Material for this task
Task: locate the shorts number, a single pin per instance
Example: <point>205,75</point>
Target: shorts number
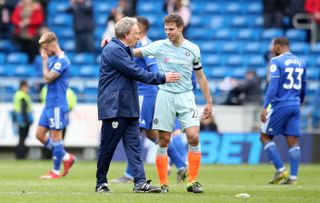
<point>52,123</point>
<point>291,79</point>
<point>194,113</point>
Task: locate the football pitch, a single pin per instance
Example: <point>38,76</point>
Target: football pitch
<point>19,183</point>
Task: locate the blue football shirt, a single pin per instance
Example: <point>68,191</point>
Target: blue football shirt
<point>287,80</point>
<point>56,94</point>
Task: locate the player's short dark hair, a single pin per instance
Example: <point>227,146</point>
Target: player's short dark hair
<point>144,22</point>
<point>282,41</point>
<point>174,18</point>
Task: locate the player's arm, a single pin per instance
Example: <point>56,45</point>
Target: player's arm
<point>137,52</point>
<point>130,69</point>
<point>149,50</point>
<point>203,83</point>
<point>48,76</point>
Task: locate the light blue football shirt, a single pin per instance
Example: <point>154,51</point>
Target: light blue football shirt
<point>56,93</point>
<point>181,59</point>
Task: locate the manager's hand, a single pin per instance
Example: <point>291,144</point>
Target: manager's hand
<point>172,77</point>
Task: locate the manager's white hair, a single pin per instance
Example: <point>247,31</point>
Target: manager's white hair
<point>124,26</point>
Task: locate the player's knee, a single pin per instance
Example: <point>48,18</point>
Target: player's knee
<point>263,138</point>
<point>164,142</point>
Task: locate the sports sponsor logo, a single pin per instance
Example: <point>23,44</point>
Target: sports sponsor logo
<point>57,66</point>
<point>273,68</point>
<point>155,121</point>
<point>115,124</point>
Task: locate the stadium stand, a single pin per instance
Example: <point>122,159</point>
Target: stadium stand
<point>230,35</point>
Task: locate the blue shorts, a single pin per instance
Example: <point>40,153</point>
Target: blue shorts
<point>54,118</point>
<point>283,121</point>
<point>147,105</point>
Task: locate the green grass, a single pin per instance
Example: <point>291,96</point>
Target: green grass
<point>19,183</point>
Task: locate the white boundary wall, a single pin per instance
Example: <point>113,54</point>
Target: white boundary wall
<point>84,127</point>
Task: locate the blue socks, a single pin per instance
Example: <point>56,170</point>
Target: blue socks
<point>294,154</point>
<point>58,153</point>
<point>175,157</point>
<point>273,155</point>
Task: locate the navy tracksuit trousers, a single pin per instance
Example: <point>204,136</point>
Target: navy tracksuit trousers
<point>112,131</point>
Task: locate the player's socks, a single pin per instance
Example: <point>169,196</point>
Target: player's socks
<point>180,146</point>
<point>175,157</point>
<point>128,172</point>
<point>294,153</point>
<point>162,165</point>
<point>273,155</point>
<point>49,144</point>
<point>194,158</point>
<point>58,153</point>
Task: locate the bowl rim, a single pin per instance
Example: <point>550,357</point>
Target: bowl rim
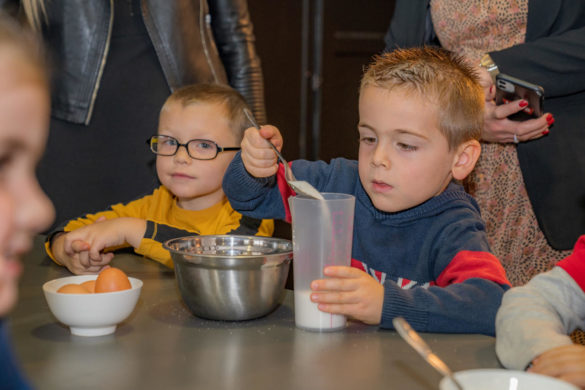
<point>46,287</point>
<point>496,371</point>
<point>166,245</point>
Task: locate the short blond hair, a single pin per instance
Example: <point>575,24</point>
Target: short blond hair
<point>229,98</point>
<point>441,77</point>
<point>21,44</point>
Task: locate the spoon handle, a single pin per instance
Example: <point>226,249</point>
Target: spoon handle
<point>412,337</point>
<point>252,120</point>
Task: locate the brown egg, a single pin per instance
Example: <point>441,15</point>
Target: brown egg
<point>89,285</point>
<point>112,279</point>
<point>72,289</point>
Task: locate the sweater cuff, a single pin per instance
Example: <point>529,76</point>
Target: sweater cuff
<point>49,242</point>
<point>398,304</point>
<point>240,178</point>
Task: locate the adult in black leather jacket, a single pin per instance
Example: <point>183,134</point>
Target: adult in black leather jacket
<point>113,64</point>
<point>195,41</point>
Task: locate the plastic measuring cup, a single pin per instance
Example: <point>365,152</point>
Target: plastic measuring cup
<point>322,232</point>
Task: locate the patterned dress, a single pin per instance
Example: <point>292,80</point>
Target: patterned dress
<point>472,28</point>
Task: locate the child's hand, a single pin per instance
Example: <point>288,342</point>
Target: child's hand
<point>82,250</point>
<point>258,157</point>
<point>566,363</point>
<point>351,292</point>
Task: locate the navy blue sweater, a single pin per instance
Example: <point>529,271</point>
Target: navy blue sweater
<point>433,259</point>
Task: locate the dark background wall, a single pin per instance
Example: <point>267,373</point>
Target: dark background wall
<point>314,102</point>
<point>351,32</point>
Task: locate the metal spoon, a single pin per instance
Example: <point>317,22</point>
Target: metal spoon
<point>412,337</point>
<point>299,186</point>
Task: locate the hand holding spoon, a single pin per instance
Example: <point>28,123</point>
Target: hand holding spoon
<point>299,186</point>
<point>415,341</point>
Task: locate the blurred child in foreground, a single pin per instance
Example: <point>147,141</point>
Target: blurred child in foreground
<point>24,208</point>
<point>419,245</point>
<point>200,128</point>
<point>535,320</point>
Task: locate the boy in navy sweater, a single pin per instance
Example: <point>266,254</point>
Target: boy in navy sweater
<point>419,246</point>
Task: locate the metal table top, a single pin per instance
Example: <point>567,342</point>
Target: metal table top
<point>163,346</point>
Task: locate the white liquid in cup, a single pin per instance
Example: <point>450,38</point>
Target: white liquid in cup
<point>308,316</point>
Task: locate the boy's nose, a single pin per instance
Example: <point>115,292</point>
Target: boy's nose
<point>380,157</point>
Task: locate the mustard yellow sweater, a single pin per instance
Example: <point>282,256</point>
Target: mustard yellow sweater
<point>166,220</point>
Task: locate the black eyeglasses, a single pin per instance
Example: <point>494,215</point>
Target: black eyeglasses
<point>199,149</point>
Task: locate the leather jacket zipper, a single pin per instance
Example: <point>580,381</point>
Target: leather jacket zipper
<point>204,30</point>
<point>102,64</point>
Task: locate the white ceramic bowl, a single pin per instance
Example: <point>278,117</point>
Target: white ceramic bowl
<point>500,379</point>
<point>91,314</point>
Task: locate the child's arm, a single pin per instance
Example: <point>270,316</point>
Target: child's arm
<point>537,317</point>
<point>82,250</point>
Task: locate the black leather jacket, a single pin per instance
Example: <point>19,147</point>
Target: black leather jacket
<point>195,41</point>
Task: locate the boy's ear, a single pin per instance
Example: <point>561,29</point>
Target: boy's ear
<point>465,159</point>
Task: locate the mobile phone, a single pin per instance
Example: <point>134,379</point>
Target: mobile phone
<point>510,88</point>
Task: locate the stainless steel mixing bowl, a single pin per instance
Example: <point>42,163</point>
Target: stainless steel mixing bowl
<point>225,277</point>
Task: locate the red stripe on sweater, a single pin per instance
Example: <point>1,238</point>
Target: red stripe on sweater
<point>285,191</point>
<point>574,264</point>
<point>469,264</point>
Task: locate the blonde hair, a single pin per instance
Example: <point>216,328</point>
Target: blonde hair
<point>232,101</point>
<point>22,45</point>
<point>440,76</point>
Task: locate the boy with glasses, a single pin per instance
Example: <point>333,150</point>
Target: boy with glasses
<point>198,126</point>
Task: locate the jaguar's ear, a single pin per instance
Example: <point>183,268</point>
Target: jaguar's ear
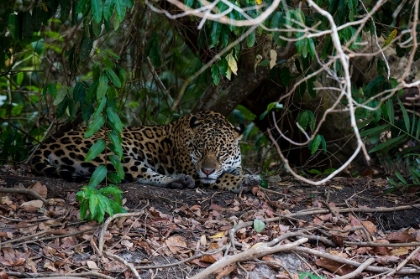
<point>194,122</point>
<point>239,131</point>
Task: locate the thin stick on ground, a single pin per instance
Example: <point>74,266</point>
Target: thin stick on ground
<point>359,270</point>
<point>252,253</point>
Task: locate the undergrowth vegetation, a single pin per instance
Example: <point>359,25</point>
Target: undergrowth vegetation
<point>116,62</point>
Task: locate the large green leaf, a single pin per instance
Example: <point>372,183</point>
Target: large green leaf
<point>114,119</point>
<point>85,48</point>
<point>215,74</point>
<point>96,124</point>
<point>113,77</point>
<point>97,176</point>
<point>374,131</point>
<point>117,165</point>
<point>108,9</point>
<point>97,10</point>
<point>405,115</point>
<point>116,143</point>
<point>97,148</point>
<point>102,88</point>
<point>389,143</point>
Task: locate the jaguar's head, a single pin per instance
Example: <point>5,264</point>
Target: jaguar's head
<point>214,148</point>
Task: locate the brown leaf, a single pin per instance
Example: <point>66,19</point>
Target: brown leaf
<point>208,259</point>
<point>199,263</point>
<point>32,206</point>
<point>371,228</point>
<point>217,207</point>
<point>176,244</point>
<point>400,237</point>
<point>400,251</point>
<point>338,240</point>
<point>39,189</point>
<point>333,266</point>
<point>49,265</point>
<point>68,242</point>
<point>387,260</point>
<point>226,271</point>
<point>381,250</point>
<point>92,265</point>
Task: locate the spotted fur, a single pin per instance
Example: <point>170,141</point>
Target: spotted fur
<point>199,149</point>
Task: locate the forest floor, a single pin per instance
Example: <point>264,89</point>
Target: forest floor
<point>348,227</point>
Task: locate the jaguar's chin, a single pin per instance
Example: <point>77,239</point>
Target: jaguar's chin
<point>207,180</point>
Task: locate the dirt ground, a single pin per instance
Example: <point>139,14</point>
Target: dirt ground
<point>307,231</point>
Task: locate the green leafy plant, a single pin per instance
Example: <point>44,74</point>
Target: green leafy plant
<point>95,203</point>
<point>393,137</point>
<point>305,275</point>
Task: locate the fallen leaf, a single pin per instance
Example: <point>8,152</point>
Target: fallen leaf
<point>40,189</point>
<point>333,266</point>
<point>400,237</point>
<point>369,226</point>
<point>208,259</point>
<point>176,244</point>
<point>218,235</point>
<point>92,265</point>
<point>399,251</point>
<point>32,206</point>
<point>127,243</point>
<point>226,271</point>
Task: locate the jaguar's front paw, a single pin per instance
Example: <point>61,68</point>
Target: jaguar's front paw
<point>251,180</point>
<point>182,181</point>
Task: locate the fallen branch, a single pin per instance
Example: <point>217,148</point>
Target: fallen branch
<point>24,191</point>
<point>359,270</point>
<point>110,219</point>
<point>129,265</point>
<point>338,259</point>
<point>257,251</point>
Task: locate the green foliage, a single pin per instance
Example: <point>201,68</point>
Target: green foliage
<point>95,203</point>
<point>272,106</point>
<point>258,225</point>
<point>305,275</point>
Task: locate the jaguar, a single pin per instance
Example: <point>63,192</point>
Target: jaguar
<point>199,149</point>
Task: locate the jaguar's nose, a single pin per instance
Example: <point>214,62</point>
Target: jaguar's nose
<point>207,171</point>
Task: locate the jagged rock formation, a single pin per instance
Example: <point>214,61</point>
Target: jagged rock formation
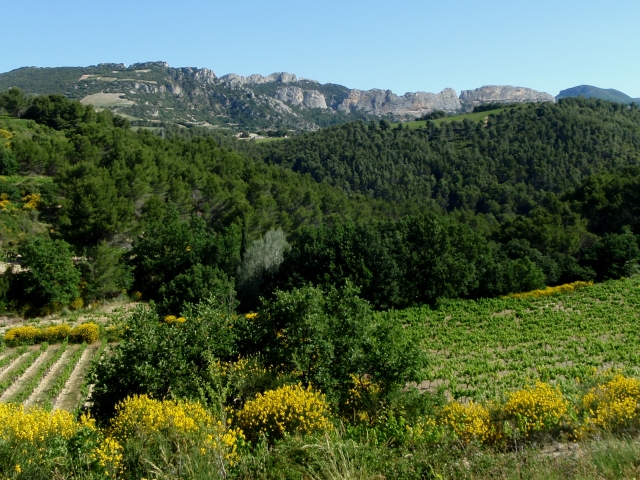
<point>385,102</point>
<point>299,97</point>
<point>255,79</point>
<point>502,94</point>
<point>152,92</point>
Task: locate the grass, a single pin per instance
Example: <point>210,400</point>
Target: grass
<point>480,349</point>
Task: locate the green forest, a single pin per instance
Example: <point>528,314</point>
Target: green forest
<point>364,301</point>
<point>532,196</point>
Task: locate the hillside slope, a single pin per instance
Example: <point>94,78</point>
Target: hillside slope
<point>589,91</point>
<point>151,93</point>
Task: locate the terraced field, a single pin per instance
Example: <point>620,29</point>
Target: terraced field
<point>481,349</point>
<point>54,375</point>
<point>47,375</point>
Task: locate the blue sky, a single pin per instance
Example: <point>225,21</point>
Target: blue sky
<point>405,45</point>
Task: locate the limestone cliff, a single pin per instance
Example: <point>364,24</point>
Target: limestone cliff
<point>385,102</point>
<point>299,97</point>
<point>502,94</point>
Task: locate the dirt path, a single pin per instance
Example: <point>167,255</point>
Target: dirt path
<point>70,396</point>
<point>30,372</point>
<point>8,369</point>
<point>51,376</point>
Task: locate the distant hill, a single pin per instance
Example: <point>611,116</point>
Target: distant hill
<point>153,93</point>
<point>589,91</point>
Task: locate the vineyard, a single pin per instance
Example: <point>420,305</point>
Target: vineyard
<point>46,375</point>
<point>481,349</point>
<point>44,362</point>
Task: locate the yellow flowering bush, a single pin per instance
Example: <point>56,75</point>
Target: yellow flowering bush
<point>536,408</point>
<point>54,333</point>
<point>32,201</point>
<point>36,425</point>
<point>4,201</point>
<point>173,320</point>
<point>286,410</point>
<point>361,395</point>
<point>26,334</point>
<point>426,430</point>
<point>77,303</point>
<point>7,135</point>
<point>85,333</point>
<point>141,416</point>
<point>110,456</point>
<point>613,405</point>
<point>470,421</point>
<point>546,292</point>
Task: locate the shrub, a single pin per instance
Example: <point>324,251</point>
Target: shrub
<point>54,333</point>
<point>328,337</point>
<point>546,292</point>
<point>26,335</point>
<point>143,419</point>
<point>85,333</point>
<point>173,320</point>
<point>284,411</point>
<point>613,405</point>
<point>536,409</point>
<point>50,279</point>
<point>161,360</point>
<point>469,422</point>
<point>35,443</point>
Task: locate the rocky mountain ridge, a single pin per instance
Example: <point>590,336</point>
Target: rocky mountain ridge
<point>154,92</point>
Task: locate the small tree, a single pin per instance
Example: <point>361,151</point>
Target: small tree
<point>104,274</point>
<point>329,338</point>
<point>262,258</point>
<point>50,279</point>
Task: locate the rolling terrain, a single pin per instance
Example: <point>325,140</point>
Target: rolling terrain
<point>153,93</point>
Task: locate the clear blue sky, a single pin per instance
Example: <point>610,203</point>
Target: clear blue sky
<point>410,45</point>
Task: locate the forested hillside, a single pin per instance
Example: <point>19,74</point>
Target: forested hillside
<point>532,196</point>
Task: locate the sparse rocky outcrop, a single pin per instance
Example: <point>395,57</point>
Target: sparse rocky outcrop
<point>502,94</point>
<point>152,91</point>
<point>281,77</point>
<point>145,65</point>
<point>299,97</point>
<point>385,102</point>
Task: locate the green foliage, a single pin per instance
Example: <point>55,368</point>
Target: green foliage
<point>329,337</point>
<point>412,261</point>
<point>262,258</point>
<point>614,256</point>
<point>56,111</point>
<point>164,360</point>
<point>196,283</point>
<point>104,275</point>
<point>176,261</point>
<point>8,162</point>
<point>14,101</point>
<point>50,280</point>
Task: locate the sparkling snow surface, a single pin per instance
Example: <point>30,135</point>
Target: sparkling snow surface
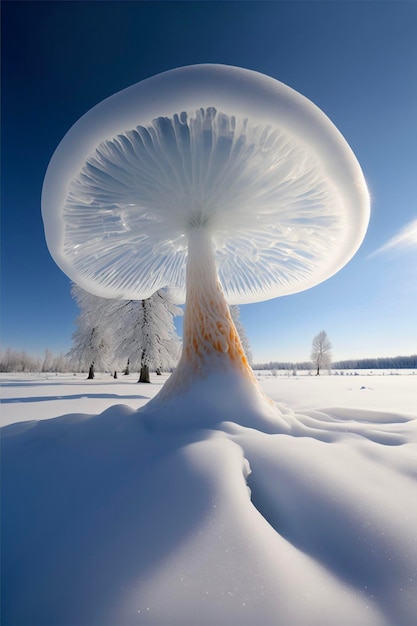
<point>219,516</point>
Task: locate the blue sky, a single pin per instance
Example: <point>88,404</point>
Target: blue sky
<point>355,60</point>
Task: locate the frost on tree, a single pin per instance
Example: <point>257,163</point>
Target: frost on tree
<point>144,334</point>
<point>219,182</point>
<point>92,348</point>
<point>112,332</point>
<point>321,352</point>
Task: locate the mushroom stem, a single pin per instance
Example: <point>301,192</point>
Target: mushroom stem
<point>210,338</point>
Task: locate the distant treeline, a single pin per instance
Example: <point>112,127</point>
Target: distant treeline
<point>396,362</point>
<point>20,361</point>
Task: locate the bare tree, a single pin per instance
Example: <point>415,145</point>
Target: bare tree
<point>321,354</point>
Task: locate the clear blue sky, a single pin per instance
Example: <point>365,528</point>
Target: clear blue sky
<point>356,60</point>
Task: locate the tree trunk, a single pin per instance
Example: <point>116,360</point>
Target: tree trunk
<point>144,374</point>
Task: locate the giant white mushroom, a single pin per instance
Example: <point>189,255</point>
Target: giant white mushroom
<point>219,182</point>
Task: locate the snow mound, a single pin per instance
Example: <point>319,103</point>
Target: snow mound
<point>218,508</point>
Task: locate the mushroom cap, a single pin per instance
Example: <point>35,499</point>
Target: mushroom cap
<point>220,147</point>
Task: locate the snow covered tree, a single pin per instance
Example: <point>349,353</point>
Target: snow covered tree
<point>321,354</point>
<point>235,313</point>
<point>140,333</point>
<point>92,347</point>
<point>144,333</point>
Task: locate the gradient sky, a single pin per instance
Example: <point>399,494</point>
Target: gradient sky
<point>356,60</point>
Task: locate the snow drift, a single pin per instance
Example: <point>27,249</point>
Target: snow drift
<point>234,515</point>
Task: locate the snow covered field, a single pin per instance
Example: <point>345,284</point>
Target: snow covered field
<point>112,517</point>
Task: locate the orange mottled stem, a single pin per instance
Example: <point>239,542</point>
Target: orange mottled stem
<point>209,330</point>
<point>210,338</point>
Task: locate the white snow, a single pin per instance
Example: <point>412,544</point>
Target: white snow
<point>214,511</point>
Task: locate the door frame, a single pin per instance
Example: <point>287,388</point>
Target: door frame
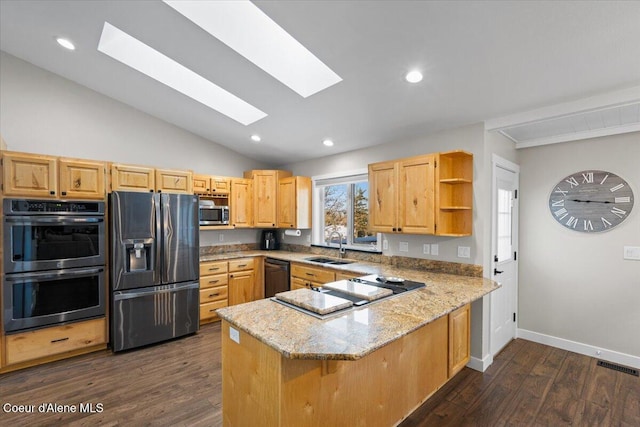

Stated problem
Can you turn the rows into a JSON list of strings, starting with the line containing "Task: locate the navy blue" and going on through the line containing "<point>351,32</point>", with one string per line and any blank lines left out?

Expected answer
[
  "Task: locate the navy blue sweater, a single pin per instance",
  "Example: <point>529,271</point>",
  "Target: navy blue sweater",
  "<point>433,259</point>",
  "Task: locate the dark background wall, a single pin per instance",
  "Example: <point>267,373</point>",
  "Target: dark background wall",
  "<point>314,102</point>",
  "<point>351,32</point>"
]